Pointing records
------------

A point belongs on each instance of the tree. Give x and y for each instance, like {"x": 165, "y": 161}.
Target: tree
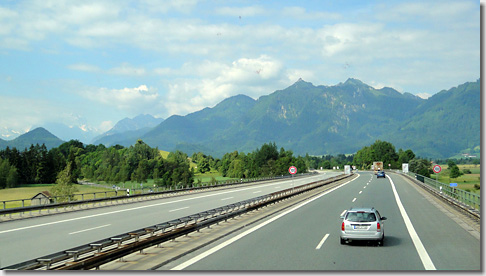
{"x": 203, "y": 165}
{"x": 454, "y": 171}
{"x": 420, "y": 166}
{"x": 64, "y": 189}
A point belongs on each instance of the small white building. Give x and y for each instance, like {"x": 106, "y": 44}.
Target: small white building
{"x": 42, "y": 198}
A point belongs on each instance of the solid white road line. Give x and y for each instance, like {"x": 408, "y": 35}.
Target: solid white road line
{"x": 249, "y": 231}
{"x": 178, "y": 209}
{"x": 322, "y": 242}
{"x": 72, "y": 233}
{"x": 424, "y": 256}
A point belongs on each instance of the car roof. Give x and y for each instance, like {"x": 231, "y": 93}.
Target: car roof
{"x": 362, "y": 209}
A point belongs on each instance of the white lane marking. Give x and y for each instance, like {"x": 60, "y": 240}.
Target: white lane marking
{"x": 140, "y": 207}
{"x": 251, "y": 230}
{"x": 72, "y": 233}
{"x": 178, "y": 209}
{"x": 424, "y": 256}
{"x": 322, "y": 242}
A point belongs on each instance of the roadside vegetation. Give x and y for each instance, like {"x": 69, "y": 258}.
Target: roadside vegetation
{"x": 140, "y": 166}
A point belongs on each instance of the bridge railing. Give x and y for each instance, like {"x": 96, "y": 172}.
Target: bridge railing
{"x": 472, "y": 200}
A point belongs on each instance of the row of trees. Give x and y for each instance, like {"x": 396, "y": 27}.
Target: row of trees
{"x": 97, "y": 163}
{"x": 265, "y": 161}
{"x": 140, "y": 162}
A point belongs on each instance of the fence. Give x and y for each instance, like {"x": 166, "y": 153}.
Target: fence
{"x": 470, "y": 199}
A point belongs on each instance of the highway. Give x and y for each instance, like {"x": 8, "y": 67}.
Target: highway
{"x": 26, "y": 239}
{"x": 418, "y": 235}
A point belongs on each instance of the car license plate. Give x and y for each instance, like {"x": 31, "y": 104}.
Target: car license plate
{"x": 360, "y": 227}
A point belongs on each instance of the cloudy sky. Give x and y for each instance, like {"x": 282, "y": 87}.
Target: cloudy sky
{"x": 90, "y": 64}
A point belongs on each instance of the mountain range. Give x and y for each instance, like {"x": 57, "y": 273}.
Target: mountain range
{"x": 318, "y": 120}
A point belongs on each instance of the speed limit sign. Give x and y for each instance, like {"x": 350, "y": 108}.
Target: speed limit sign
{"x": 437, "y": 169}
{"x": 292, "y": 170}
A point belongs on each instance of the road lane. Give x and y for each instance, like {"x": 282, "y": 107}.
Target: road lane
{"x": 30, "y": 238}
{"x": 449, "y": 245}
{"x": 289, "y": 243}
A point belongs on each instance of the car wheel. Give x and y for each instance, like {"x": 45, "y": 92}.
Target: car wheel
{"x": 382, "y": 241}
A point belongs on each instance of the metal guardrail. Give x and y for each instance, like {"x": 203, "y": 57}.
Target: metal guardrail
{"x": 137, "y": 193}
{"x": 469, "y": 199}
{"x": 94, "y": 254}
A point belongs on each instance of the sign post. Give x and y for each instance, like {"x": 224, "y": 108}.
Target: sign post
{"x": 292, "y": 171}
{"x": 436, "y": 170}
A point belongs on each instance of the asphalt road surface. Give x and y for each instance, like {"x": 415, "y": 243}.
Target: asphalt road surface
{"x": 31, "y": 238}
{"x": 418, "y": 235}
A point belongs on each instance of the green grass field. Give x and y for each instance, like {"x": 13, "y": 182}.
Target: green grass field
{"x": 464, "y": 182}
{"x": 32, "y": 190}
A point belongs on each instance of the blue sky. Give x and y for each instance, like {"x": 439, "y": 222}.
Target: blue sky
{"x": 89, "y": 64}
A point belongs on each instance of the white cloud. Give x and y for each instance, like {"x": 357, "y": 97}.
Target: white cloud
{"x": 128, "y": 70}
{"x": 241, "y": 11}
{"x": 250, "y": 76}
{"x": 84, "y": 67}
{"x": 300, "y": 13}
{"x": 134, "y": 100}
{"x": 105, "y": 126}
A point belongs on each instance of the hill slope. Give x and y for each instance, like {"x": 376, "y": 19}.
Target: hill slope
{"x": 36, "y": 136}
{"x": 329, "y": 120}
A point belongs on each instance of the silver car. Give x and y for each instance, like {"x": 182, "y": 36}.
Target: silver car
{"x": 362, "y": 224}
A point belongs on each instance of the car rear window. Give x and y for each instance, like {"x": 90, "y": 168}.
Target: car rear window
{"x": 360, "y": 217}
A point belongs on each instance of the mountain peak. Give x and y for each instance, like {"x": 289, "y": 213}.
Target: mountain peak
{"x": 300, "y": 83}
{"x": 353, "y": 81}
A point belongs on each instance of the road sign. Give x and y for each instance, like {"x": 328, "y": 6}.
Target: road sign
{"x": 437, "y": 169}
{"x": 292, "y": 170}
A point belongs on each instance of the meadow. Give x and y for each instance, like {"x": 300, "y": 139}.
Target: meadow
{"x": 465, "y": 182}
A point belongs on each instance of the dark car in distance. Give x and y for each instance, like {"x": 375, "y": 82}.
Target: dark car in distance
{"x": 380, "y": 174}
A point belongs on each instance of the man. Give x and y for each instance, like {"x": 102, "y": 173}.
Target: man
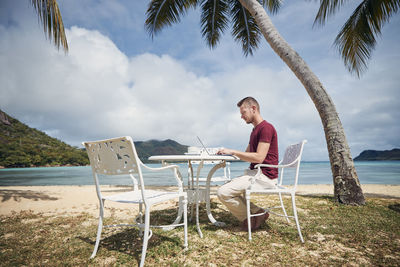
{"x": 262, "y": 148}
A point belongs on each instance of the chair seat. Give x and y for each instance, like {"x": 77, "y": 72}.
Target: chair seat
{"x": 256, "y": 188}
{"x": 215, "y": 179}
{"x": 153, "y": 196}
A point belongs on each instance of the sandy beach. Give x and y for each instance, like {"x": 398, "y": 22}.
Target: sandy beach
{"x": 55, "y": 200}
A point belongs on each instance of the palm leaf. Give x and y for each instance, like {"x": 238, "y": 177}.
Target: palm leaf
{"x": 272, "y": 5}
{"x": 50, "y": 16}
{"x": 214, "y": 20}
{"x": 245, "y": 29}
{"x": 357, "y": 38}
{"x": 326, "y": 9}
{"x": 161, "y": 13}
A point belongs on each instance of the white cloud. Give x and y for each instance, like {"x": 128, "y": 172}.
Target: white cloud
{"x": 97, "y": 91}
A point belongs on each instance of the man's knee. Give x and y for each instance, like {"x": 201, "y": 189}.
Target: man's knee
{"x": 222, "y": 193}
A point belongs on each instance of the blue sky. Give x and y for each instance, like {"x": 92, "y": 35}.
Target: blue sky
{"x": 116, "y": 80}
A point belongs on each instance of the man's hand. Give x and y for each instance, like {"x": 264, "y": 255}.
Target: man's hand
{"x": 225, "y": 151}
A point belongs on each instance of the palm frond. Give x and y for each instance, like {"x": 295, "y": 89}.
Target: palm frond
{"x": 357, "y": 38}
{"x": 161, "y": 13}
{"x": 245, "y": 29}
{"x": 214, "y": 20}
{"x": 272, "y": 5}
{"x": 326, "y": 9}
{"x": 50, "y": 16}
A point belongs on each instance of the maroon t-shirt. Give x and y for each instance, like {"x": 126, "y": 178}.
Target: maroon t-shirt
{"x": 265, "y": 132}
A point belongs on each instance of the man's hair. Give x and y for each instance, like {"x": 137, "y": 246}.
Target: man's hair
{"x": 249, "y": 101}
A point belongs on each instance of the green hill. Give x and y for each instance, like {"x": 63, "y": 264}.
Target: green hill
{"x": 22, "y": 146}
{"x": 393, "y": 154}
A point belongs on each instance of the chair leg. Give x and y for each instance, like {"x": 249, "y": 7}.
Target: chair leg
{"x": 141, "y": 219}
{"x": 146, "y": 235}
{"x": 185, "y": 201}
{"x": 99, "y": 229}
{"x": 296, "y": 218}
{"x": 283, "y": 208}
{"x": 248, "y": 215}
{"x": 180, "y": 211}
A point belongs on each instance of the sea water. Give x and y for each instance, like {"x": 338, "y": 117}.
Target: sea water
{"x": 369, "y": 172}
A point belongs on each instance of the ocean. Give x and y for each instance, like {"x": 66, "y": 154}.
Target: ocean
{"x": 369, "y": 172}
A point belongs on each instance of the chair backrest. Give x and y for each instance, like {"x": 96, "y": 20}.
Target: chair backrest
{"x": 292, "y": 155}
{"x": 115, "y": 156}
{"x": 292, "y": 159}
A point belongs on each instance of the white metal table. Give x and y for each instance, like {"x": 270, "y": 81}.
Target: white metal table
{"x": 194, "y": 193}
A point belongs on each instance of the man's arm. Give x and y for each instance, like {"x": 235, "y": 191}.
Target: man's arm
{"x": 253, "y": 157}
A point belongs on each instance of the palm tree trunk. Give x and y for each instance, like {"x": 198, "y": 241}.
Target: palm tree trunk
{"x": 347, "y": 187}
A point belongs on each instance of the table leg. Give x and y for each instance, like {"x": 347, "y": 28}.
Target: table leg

------------

Give back exactly the lines from the line holding "A point belongs on each instance of the ocean." through the last line of the listing, including both.

### ANSWER
A point belongs on each instance of the ocean. Give x and y for each instance, like {"x": 66, "y": 154}.
Target: ocean
{"x": 369, "y": 172}
A point belongs on each instance of the chair backrest. Give x and y for each instance, like {"x": 96, "y": 20}.
Target: chair backrest
{"x": 292, "y": 155}
{"x": 115, "y": 156}
{"x": 292, "y": 159}
A point belongs on each instance of the white metal table. Give x and y for each instance, like {"x": 270, "y": 81}.
Target: white metal table
{"x": 194, "y": 193}
A point belongs on each instance of the man's arm. Give x and y for each instance, like {"x": 235, "y": 191}.
Target: man's arm
{"x": 253, "y": 157}
A point belongs on each instance of the palm tree trunk. Give x and y for each instance, like {"x": 198, "y": 241}.
Target: palm tree trunk
{"x": 347, "y": 187}
A point belongs on each instance of the table leg. Give x and y for each instance, like {"x": 347, "y": 28}.
Target: table leg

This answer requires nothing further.